___ Selection ___

There are many stops you have to hit on your way to becoming the owner of a fully-scaled pool service business.
Once you’ve broken through the Solopoolneur stage and driven your business out of the Small Team stage, you’ll be firmly in the Steady Operation Stage.
This is a great place to be for many reasons. You’re no longer doing everything yourself, and you’re not as deeply involved in service and operations as you were in the Small Team stage.
But it also comes with its own set of traps.
Because while you’re no longer responsible for everything day-to-day, you’re still the engine that makes everything run. You’ve got people helping you out, but you’re still the main decision-maker.
If you want to grow past this point, you have to make one of the hardest shifts any pool business owner can make: You have to stop leading doers and start leading leaders. In other words, you have to start letting other people own outcomes.
It’s tough, but it’s not impossible. Let’s break it down.
Hire for outcomes, not just tasks
If you want to become a true Delegator, you’ll need to hire leaders for two core functions:
- Field service: A field ops manager can manage techs, repairs, and route performance.
 - Office/admin: An office leader can oversee invoicing, customer communications, and scheduling.
 
Most owners try to promote their most loyal team members into these roles. They figure, “She’s been with me since the beginning, and she’s great in the field. I’ll just make her the field manager.”
This rarely works. That loyal tech may be great at service, but that doesn’t mean she knows how to lead a team, coach underperformers, track KPIs, or hold weekly meetings. That’s a different skill set—and this is where most businesses stall.
You don’t need loyalty. You need leadership.
Often, this means hiring from outside the industry. I’ve seen owners find great field managers from FedEx, logistics companies, and even warehouse supervisors—people who know how to lead crews, manage systems, and drive performance.
At Yummy Pools, we worked with a pool company that brought in a former HVAC dispatcher as their service manager. She knew nothing about pools, but she knew how to build schedules, track tech performance, run morning huddles, and make customers feel heard.

___

Answer these questions about the pool business text:
(a) Which stage does an owner reach after driving the business out of the Small Team stage?
(b) What two core functions does a true Delegator need to hire leaders for?
(c) What role did the former HVAC dispatcher fill at the pool company?

___ Provided data ___

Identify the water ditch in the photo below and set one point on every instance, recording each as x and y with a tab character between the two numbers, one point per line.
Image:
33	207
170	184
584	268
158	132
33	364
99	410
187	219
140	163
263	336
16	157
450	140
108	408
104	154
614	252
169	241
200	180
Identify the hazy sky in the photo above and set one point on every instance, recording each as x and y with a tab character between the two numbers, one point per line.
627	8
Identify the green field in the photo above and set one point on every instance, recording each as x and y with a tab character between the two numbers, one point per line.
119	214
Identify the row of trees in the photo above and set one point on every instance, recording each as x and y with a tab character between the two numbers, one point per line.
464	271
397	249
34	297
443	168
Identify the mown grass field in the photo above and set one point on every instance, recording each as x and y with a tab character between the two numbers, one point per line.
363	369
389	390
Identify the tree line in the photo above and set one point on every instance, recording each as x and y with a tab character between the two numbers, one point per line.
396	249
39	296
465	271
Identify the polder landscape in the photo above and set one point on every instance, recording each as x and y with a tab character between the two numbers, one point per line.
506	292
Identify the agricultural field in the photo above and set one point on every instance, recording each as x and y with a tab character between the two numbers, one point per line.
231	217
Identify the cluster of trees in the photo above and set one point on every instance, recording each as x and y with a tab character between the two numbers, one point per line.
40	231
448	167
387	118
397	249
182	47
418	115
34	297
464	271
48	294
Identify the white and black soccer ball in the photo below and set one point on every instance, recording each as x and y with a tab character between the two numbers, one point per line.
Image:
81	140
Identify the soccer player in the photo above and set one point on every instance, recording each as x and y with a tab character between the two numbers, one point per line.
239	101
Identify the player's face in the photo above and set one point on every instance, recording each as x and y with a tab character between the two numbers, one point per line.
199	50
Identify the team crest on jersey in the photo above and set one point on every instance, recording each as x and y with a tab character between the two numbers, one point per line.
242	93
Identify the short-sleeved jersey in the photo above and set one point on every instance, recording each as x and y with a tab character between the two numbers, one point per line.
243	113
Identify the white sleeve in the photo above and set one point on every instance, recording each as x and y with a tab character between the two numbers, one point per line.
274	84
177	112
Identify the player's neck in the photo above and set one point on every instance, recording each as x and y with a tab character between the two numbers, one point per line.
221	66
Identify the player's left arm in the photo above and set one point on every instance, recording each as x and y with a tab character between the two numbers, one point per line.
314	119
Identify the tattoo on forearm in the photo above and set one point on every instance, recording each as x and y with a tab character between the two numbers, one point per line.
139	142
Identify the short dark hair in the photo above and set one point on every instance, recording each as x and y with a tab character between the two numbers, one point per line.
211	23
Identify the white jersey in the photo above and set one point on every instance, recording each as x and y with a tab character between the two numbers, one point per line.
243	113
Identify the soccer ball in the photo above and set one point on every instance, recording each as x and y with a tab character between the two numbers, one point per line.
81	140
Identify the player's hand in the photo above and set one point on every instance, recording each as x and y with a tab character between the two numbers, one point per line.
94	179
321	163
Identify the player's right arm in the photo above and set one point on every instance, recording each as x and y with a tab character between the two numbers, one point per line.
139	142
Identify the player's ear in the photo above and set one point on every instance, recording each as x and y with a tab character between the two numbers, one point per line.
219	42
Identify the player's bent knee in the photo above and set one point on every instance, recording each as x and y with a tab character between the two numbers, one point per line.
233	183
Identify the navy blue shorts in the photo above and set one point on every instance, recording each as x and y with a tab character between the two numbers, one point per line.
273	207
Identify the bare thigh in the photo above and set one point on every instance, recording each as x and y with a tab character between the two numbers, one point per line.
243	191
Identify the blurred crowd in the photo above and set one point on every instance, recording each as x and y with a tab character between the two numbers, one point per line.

___

* _Answer for this exercise_
(a) The Steady Operation Stage.
(b) Field service and office/admin.
(c) Service manager.